All entries are to be returned verbatim.

**Records from a data collection:**

- Opening Delimiter -

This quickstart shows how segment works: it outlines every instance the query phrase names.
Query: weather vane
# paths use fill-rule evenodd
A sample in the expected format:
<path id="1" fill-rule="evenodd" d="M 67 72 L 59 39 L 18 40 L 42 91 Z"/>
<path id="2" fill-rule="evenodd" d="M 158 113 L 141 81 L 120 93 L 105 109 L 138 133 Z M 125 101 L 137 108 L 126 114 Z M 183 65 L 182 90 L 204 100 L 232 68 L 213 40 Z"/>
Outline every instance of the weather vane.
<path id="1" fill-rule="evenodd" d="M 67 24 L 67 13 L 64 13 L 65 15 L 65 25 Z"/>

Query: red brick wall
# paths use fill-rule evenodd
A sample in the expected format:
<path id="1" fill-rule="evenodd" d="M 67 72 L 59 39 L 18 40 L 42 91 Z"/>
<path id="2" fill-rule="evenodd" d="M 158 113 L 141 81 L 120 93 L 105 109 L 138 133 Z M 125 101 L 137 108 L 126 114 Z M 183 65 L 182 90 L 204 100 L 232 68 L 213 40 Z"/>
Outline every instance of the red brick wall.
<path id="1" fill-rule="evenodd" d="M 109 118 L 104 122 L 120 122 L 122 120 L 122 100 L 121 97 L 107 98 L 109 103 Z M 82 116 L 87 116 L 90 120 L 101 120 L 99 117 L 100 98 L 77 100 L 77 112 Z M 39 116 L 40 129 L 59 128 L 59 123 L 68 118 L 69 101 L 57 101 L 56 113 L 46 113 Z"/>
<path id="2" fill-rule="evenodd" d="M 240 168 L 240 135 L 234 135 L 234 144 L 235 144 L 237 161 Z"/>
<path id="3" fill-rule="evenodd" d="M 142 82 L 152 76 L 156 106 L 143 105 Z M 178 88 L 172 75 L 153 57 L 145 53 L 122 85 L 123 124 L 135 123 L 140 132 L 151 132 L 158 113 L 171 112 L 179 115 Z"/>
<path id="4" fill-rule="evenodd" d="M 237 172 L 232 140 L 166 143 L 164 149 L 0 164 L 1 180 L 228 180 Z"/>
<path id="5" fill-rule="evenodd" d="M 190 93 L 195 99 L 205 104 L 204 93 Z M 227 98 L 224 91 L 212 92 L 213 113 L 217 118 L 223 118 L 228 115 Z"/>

- Closing Delimiter -

**Task output:**
This quickstart shows how segment works: it outlines every instance the query phrase names.
Query: weather vane
# paths use fill-rule evenodd
A sample in the expected format:
<path id="1" fill-rule="evenodd" d="M 67 72 L 59 39 L 18 40 L 42 91 Z"/>
<path id="2" fill-rule="evenodd" d="M 158 113 L 141 81 L 120 93 L 105 109 L 138 133 Z M 125 101 L 137 108 L 126 114 Z M 183 65 L 182 90 L 204 100 L 232 68 L 213 40 Z"/>
Outline every instance of the weather vane.
<path id="1" fill-rule="evenodd" d="M 67 24 L 67 13 L 64 13 L 65 15 L 65 25 Z"/>

Query: red brick wall
# paths use fill-rule evenodd
A sample in the expected format:
<path id="1" fill-rule="evenodd" d="M 67 72 L 59 39 L 18 40 L 42 91 Z"/>
<path id="2" fill-rule="evenodd" d="M 158 113 L 141 81 L 120 93 L 105 109 L 138 133 Z M 125 101 L 137 108 L 126 114 Z M 183 65 L 182 90 L 204 100 L 232 68 L 213 40 Z"/>
Outline every instance of the red brick wall.
<path id="1" fill-rule="evenodd" d="M 109 118 L 104 122 L 120 122 L 122 120 L 122 100 L 121 97 L 107 98 L 109 103 Z M 82 116 L 87 116 L 90 120 L 101 120 L 99 117 L 100 98 L 77 100 L 77 112 Z M 39 116 L 40 129 L 59 128 L 59 123 L 68 118 L 69 101 L 57 101 L 56 113 L 46 113 Z"/>
<path id="2" fill-rule="evenodd" d="M 240 168 L 240 135 L 234 135 L 234 144 L 235 144 L 237 161 Z"/>
<path id="3" fill-rule="evenodd" d="M 142 82 L 152 76 L 156 106 L 143 105 Z M 178 88 L 172 75 L 153 57 L 145 53 L 122 85 L 123 124 L 135 123 L 140 132 L 151 132 L 158 113 L 171 112 L 179 115 Z"/>
<path id="4" fill-rule="evenodd" d="M 237 172 L 232 140 L 166 143 L 164 149 L 0 164 L 1 180 L 228 180 Z"/>
<path id="5" fill-rule="evenodd" d="M 190 93 L 195 99 L 205 104 L 204 93 Z M 227 98 L 224 91 L 212 92 L 213 113 L 217 118 L 223 118 L 228 115 Z"/>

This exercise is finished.